PROBLEM REQUIREMENTS:
Some lines in the records below may hold the word "Target"; give the number of those lines and nothing else.

[Point localization data]
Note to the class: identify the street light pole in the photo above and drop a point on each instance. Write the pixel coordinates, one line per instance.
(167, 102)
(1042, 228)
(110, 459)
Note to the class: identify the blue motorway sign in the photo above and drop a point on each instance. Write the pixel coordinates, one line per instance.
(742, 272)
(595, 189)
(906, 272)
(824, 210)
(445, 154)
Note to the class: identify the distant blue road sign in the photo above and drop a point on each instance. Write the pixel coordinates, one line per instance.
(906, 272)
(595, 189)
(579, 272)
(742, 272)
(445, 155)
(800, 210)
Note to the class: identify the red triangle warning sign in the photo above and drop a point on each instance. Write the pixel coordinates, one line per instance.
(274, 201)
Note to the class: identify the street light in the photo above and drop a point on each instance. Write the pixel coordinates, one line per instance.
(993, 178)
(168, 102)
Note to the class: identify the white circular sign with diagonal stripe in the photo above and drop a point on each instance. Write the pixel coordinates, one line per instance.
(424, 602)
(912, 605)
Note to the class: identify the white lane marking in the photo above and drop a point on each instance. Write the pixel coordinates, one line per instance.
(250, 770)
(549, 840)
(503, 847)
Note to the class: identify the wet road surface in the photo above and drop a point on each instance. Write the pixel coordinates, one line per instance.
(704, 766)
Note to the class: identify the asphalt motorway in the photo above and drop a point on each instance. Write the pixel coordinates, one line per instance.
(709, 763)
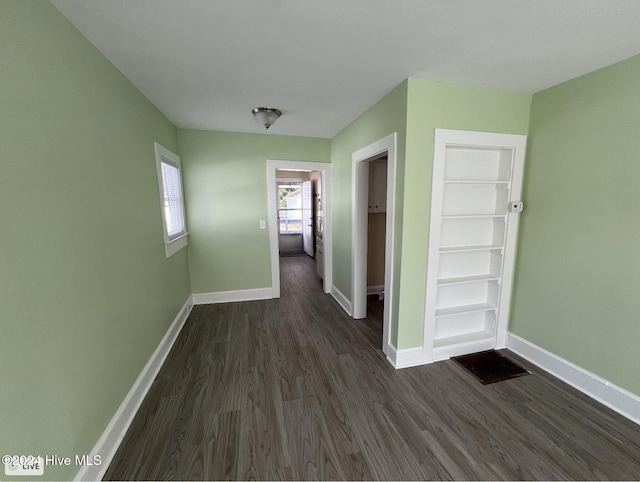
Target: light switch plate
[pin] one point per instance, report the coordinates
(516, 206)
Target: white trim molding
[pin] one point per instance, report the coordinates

RESPONSE AREA:
2